(Stored data entries)
*** Begin section ***
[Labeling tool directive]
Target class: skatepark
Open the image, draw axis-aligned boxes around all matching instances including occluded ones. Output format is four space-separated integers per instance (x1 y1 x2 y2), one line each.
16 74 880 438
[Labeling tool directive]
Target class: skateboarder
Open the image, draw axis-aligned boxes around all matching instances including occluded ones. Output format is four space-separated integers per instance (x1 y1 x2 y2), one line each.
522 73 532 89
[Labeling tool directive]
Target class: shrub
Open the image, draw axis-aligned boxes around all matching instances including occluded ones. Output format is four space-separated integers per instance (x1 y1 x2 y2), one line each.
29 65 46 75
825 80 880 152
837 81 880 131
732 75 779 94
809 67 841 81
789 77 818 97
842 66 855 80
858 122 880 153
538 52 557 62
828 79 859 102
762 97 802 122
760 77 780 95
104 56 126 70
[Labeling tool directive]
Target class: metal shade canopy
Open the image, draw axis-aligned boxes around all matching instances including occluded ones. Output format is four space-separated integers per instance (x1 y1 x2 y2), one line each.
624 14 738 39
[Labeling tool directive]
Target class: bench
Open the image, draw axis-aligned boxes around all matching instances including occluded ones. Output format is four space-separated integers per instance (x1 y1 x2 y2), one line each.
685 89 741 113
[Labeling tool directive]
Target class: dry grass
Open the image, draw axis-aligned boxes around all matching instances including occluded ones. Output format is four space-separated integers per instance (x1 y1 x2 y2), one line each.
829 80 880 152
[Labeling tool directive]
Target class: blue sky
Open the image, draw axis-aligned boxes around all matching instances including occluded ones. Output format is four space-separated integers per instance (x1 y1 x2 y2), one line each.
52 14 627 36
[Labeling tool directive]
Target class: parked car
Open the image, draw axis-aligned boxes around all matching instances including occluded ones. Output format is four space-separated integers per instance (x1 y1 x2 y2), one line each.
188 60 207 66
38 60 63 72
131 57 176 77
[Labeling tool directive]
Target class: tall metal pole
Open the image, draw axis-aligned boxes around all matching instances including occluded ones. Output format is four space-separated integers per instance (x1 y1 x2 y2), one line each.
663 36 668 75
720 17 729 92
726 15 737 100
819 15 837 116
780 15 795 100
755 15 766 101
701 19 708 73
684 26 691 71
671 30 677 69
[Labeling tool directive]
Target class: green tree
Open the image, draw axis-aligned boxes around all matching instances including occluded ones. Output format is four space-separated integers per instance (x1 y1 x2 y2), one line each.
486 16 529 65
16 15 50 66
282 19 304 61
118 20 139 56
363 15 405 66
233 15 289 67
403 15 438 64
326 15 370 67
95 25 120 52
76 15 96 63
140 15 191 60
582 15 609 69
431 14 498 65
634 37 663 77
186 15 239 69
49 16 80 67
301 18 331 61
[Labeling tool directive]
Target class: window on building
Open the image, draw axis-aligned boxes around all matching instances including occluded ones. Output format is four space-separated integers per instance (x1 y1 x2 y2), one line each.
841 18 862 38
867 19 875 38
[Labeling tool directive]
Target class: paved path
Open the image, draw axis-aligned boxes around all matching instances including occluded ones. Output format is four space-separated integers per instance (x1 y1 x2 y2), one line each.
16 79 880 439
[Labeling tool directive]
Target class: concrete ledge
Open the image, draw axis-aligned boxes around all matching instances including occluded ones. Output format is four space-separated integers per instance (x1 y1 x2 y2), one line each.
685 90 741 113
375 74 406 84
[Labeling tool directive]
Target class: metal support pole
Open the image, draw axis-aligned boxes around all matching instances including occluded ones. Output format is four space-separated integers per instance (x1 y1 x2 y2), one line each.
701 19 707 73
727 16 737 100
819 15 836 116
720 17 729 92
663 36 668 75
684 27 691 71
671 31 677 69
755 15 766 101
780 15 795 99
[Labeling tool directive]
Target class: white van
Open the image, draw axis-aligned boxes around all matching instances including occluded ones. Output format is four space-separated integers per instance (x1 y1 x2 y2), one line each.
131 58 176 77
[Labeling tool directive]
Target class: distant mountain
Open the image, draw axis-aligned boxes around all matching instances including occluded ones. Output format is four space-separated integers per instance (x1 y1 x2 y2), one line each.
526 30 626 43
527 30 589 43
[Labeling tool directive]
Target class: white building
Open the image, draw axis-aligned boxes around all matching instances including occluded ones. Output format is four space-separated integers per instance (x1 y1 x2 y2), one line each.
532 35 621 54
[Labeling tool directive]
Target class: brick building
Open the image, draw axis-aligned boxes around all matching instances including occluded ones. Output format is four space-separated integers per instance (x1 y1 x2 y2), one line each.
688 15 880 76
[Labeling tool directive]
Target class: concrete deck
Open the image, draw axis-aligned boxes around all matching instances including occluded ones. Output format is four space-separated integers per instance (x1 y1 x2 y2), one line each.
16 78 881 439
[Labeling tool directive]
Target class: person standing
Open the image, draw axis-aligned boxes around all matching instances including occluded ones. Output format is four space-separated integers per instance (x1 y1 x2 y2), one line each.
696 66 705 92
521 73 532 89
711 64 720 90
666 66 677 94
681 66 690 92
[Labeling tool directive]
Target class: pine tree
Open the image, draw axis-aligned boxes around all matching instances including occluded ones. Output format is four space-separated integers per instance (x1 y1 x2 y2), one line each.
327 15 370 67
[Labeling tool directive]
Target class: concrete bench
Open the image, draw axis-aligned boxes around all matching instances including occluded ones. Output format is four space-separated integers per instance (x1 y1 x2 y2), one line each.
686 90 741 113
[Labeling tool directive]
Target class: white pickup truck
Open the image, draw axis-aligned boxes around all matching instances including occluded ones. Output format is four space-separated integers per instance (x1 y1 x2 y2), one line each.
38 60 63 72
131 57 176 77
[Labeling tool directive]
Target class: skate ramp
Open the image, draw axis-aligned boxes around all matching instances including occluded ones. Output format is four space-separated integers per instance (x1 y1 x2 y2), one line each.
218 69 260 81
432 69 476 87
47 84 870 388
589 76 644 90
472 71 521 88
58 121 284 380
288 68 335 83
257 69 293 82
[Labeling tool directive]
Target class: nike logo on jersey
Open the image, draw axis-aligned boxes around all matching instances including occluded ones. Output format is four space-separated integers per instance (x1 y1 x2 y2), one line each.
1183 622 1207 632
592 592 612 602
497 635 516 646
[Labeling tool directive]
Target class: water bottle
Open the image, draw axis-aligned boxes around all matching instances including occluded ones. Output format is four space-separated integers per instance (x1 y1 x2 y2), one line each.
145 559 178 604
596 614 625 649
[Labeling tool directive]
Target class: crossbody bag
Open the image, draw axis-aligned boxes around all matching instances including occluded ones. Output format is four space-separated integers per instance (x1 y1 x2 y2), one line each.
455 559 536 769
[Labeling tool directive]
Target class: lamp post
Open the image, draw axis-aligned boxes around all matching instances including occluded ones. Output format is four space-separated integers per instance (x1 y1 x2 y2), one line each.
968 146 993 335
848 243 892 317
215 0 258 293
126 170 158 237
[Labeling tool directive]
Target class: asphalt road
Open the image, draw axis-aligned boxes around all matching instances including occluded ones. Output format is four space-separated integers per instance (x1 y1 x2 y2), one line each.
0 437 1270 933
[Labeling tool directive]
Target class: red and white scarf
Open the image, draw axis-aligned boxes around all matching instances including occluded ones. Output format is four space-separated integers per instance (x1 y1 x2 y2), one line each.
*** End section ***
Look through the data above. Each line containing the word "tree" needs to be copied.

Target class: green tree
Target class: pine tree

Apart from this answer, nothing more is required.